# Record excerpts start

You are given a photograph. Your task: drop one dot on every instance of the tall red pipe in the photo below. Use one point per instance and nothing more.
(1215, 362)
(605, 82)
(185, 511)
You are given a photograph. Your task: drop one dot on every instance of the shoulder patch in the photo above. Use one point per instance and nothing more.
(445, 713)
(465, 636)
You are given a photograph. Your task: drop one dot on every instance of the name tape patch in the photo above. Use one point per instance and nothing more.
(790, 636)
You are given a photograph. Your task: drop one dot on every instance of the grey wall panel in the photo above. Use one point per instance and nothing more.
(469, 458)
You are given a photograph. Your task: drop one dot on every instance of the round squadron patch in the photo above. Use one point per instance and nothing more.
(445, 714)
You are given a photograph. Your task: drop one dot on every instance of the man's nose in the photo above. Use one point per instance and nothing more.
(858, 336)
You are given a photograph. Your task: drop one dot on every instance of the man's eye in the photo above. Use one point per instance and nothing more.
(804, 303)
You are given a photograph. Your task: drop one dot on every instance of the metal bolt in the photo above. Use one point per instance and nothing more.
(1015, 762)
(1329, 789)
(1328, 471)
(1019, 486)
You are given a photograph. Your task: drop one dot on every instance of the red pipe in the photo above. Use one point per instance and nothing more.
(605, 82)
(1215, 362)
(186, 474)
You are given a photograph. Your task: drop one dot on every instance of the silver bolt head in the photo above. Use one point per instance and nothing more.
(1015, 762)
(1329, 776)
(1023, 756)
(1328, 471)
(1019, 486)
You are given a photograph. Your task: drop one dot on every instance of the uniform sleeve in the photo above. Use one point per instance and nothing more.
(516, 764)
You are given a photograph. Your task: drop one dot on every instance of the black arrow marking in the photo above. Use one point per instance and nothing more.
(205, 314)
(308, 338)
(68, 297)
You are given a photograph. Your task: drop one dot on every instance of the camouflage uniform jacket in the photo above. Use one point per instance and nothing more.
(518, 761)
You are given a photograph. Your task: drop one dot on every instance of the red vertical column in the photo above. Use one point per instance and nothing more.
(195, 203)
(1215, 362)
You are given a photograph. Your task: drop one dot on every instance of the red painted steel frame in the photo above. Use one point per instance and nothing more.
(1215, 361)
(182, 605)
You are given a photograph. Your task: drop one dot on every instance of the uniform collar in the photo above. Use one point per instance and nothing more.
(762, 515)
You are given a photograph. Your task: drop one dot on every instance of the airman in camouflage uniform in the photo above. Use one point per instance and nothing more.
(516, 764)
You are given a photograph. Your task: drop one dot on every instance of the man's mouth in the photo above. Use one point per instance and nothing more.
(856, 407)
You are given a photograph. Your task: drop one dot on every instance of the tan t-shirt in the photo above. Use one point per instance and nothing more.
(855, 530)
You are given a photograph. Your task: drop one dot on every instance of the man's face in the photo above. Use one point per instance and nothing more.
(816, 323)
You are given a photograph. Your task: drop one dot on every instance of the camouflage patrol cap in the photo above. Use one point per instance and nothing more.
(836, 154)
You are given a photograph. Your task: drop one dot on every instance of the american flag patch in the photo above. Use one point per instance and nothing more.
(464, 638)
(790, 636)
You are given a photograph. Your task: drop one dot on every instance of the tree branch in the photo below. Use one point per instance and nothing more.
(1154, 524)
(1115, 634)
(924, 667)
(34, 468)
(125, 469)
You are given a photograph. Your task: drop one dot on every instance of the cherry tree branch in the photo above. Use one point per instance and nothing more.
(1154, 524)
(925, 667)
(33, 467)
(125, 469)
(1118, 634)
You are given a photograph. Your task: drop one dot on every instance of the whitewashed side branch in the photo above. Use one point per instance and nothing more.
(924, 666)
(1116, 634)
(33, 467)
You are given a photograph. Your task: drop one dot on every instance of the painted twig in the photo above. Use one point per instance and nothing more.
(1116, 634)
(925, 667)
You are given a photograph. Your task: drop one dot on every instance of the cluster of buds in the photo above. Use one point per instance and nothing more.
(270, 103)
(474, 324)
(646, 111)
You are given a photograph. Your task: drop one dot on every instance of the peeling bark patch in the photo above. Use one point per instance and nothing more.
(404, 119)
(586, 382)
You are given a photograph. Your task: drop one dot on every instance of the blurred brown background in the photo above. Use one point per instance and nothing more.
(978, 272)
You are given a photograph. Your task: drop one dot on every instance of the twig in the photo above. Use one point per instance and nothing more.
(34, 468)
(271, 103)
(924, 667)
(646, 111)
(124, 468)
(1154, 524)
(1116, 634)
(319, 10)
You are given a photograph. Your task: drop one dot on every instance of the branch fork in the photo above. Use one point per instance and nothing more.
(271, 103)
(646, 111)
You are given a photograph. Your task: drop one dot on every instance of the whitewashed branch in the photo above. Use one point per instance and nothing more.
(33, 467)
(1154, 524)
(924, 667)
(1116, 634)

# Record excerpts end

Copy each line exactly, from the line containing "of the american" down to the last line of the material, and no other lines.

### Finished answer
You are given a photograph. Your task: drop one dot on every instance of the american flag patch in the photo above. Use one point per instance and nothing more.
(464, 638)
(790, 636)
You are given a photograph. Your task: drop one dot on every instance of the tree branch in the photo below. Use one point per instance and nothing more.
(1154, 524)
(1115, 634)
(924, 667)
(34, 468)
(125, 469)
You are given a photograph. Your task: drop one dot on every instance of the cherry tree branch in the photo above. Use one point per instance and nothing more.
(1154, 524)
(925, 667)
(33, 467)
(125, 469)
(1118, 634)
You are given a photograph. Your task: drop one dot on every instance of the whitewashed side branch in the photo above. Use one point per instance and nothing more.
(924, 666)
(1116, 634)
(33, 467)
You are given a photograph. Your task: drop one dot on every instance of the painted twig in the photo above. Use one point per instance and nothing more.
(1116, 634)
(925, 667)
You are given a photograph. Your task: drop one dot on every instance of the cluster of buds in the photo above. Use one point per instance and nothing more.
(270, 103)
(474, 324)
(646, 111)
You are given a photograph. Your task: drop one dot on every instance of the peeling bark patch in the photo above. Use one point per instance and nothing more.
(404, 119)
(586, 382)
You are given a photograph. Your task: drop one dot on every instance of the blurred brown background in the photo above. Use one point per instance and nothing more.
(978, 272)
You are given a photograph. Your task: drop one dot on every instance of the twig in the photo above. Use one point per instance and nothing more.
(34, 468)
(271, 103)
(924, 667)
(646, 111)
(124, 468)
(1154, 524)
(1116, 634)
(319, 10)
You are given a photograph. Your task: drop one dot on every instance of the branch fork in the photo above. Use one point per instance and nothing more.
(271, 103)
(646, 111)
You are given a photograph. Your task: drop one dot on every instance of the whitewashed branch in the photo above. Use one point per instance and nothing more.
(33, 467)
(1154, 524)
(924, 667)
(1116, 634)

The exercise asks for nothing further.